■ Your objective:
All the entries below should be reproduced exactly.
*** Opening Information supplied ***
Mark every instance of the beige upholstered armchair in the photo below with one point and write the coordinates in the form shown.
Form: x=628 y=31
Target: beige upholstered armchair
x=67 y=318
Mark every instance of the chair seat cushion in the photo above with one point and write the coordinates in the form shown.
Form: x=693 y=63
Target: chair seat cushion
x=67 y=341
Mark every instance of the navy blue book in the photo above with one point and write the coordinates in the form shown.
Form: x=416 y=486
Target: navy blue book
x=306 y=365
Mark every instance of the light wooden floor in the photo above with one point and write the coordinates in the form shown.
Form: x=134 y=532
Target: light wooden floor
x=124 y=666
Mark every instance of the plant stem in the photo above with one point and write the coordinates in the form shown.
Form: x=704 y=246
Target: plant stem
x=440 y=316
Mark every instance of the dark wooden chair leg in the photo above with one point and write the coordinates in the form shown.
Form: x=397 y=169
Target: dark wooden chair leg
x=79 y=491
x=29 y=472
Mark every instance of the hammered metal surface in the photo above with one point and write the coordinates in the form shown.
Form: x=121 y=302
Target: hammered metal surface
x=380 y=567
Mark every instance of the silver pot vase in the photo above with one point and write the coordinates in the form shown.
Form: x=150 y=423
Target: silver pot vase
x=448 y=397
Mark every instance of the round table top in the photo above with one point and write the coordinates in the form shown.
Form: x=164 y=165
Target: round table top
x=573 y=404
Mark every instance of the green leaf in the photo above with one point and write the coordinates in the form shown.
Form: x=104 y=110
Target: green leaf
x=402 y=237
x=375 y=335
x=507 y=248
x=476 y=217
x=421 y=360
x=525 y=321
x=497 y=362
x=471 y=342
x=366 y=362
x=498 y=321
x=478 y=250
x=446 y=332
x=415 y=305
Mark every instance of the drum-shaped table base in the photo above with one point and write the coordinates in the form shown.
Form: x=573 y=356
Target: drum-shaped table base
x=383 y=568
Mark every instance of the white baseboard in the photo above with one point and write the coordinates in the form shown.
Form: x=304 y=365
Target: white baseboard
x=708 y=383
*** Closing Information supplied ***
■ Answer to this problem:
Mark every instance of the beige upholstered armchair in the photo below with one point and write the coordinates in the form shown.
Form: x=628 y=31
Target: beige upholstered armchair
x=67 y=318
Mark every instance of the chair seat cushion in the photo above with one point and write the coordinates in the form shown.
Form: x=693 y=63
Target: chair seat cushion
x=67 y=341
Mark every instance of the navy blue book in the photo above with one point and write the coordinates in the form shown.
Form: x=416 y=486
Target: navy blue book
x=306 y=365
Mark every instance of the light wooden floor in the photo above with one point and write the coordinates in the form shown.
Form: x=134 y=532
Target: light wooden floor
x=124 y=666
Mark every instance of the plant stem in the photo above with one point and write the coordinates in the form shown.
Form: x=704 y=246
Target: plant stem
x=440 y=316
Mark every instance of the dark wooden chair leg in the photo above with one point and write the coordinates in the form shown.
Form: x=397 y=169
Target: dark wooden chair leg
x=79 y=491
x=29 y=472
Mark every instance of the hammered metal surface in the photo above with one point and write the coordinates in the form shown.
Form: x=121 y=302
Target: hammered metal surface
x=380 y=567
Mark every instance of the silver pot vase in the photo above with one point and write the coordinates in the form shown.
Form: x=150 y=423
Target: silver pot vase
x=448 y=397
Mark every instance of the round table top in the photo above with one point and write the coordinates in the form shown.
Form: x=164 y=165
Target: round table top
x=573 y=404
Mark every instance of the green leaf in the photo above with one point and write the coordinates in the form shown.
Form: x=104 y=110
Target: green leaf
x=402 y=237
x=375 y=335
x=507 y=248
x=476 y=217
x=421 y=360
x=525 y=321
x=497 y=362
x=471 y=342
x=366 y=362
x=498 y=321
x=478 y=250
x=446 y=332
x=415 y=305
Mark every instance of the drum-shaped table base in the photo above with one point and write the coordinates in the form shown.
Form: x=573 y=356
Target: drum-shaped table base
x=383 y=568
Mark every instance of the white baseboard in the photo above with one point and write the coordinates in the form shown.
Form: x=304 y=365
Target: white baseboard
x=708 y=383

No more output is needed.